FRAGMENTO DEL TEXTO
-.-.-

A un lado del río Turia, varias calles de Valencia siguen coloreadas de barro más de dos meses después de que las inundaciones provocadas por una DANA (Depresión Aislada en Niveles Altos) arrasaran la región. Para los que llegan, un olor a humedad y podredumbre les asalta en oleadas, cuando pasan cerca de un garaje o un bajo que siguen llenos de lodo. Pero los vecinos han dejado de notarlo, un efecto común ante cualquier estímulo que se prolonga en el tiempo. Declaradas al menos 223 muertes por el desastre hasta ahora, las acusaciones de abandono de los valencianos contra las autoridades estatales y autonómicas hacen pensar que los responsables políticos a los que señalan también han dejado de advertir lo que sigue sucediendo en el terreno.

El barro se ha endurecido sobre el pavimento y los coches para volverse un polvo arcilloso, igual que en las cloacas donde no se ve, pero que afecta gravemente el sistema de alcantarillado de 34 municipios, según el Ministerio de Transición Ecológica. Son los restos del barro que los valencianos y los voluntarios que visitaron la zona estuvieron quitando de la calle con lo que hubiera a mano para tirarlo en las alcantarillas. “El barro se mezcló con aceite, putrefacción, excrementos y de todo, y en algunos edificios ya no funcionan los desagües”, afirma Xavi Rodríguez mientras se dirige a recoger placas de cartón yeso para dárselas a quienes necesitan reparar sus paredes podridas. Lleva más de cincuenta días ayudando a recoger donaciones privadas de comida y suministros para repartirlas a los más afectados en la localidad de Paiporta y sus alrededores, la zona de catástrofe. “Hubo un momento en el que decían que no echaran el barro a las alcantarillas, ¿pero cómo van los políticos a dejar cinco días sola a la población que vivió esta catástrofe y después regañarla cuando intentan resolver por sus propios medios?”.

Al salir, Xavi saca su teléfono móvil por la ventana de la furgoneta que conduce para grabar con su teléfono móvil. “Aquí hay unos cincuenta camiones cuba parados al lado del Ikea, sin trabajar”, dice, señalando la fila de vehículos con máquinas de limpieza de alcantarillado aparcados antes de enviar el video a sus seguidores en redes sociales. “¿Ves estas injusticias?”, resopla. “Ahí tienes la ayuda estatal, camiones parados mientras todavía hay miles y miles de garajes que siguen inundados en Valencia, y muchos con coches adentro”. Los primeros en sacar los coches, apunta, fueron “los 4×4 personales de los voluntarios, con varios que terminaron dañándose”, y aún hoy “algunos vecinos pagan de su propio bolsillo para limpiar sus garajes”. “Además nos quieren decir desde el Gobierno que fueron los militares los que limpiaron las calles, pero los que vinieron la primera semana, igual que los policías nacionales, lo hicieron como voluntarios”.

-.-.-

EXTRACTO DE ÍTEMS
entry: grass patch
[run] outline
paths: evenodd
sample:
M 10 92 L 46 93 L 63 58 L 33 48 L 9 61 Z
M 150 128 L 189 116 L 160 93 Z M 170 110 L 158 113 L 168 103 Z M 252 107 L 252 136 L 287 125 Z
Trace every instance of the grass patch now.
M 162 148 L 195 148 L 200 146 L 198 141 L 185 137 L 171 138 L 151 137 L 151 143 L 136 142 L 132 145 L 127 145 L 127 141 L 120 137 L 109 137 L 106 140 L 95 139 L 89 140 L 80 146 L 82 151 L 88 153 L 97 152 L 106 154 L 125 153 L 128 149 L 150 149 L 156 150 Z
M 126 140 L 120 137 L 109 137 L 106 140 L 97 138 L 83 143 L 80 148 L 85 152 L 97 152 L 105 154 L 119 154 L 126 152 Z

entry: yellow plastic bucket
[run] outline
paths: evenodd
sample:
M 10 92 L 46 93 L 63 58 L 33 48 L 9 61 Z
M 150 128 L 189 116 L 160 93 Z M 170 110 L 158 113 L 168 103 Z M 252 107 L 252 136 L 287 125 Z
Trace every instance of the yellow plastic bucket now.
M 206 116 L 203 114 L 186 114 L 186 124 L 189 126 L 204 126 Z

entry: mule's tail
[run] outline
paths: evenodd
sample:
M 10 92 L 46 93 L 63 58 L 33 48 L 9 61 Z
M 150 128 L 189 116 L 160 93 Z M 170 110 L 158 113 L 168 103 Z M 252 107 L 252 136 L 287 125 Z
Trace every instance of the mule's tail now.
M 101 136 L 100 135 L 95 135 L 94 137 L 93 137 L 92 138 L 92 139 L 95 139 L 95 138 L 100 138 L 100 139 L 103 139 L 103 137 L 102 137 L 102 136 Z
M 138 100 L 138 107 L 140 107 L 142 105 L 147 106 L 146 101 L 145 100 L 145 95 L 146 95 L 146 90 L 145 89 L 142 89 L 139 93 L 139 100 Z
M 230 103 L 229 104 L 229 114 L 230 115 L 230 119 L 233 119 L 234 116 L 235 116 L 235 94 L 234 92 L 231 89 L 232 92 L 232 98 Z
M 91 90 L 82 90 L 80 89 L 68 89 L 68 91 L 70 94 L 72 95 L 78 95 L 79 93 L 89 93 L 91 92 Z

-.-.-

CONSIGNA
Prosigue el texto sobre el barro que dejó la DANA en Valencia a partir de su última oración. Los ítems no son necesarios para resolver esta tarea.

RESPUESTA
Al pasar al lado del barranco del Poyo, que atraviesa lo que parece un riachuelo comparado con la cuenca que ha dejado la riada, Xavi lo señala con el dedo. “Imagínate que era veinte veces más estrecho”, dice. “El agua arrastró todo; si no te mataba el caudal, te mataba un coche o un contenedor o un camión, porque flotaba todo con tanta agua. Y el sonido de los coches chocando con las puertas, con las farolas, los postes… es traumático, nunca se te olvida. Pero los que mandan se van a olvidar de nosotros como se olvidaron de las víctimas del volcán de La Palma o los del terremoto de Lorca”. Al conducir por las calles de la zona afectada, decenas de miles de coches amontonados en filas y columnas se vuelven parte del paisaje. Los que no se llevó el agua ya pueden circular entre los municipios, pasando por debajo de la sombra de torres de ruedas, resortes y vidrios rotos y entre los edificios con manchas cuya altura no superan en la mayoría de los casos.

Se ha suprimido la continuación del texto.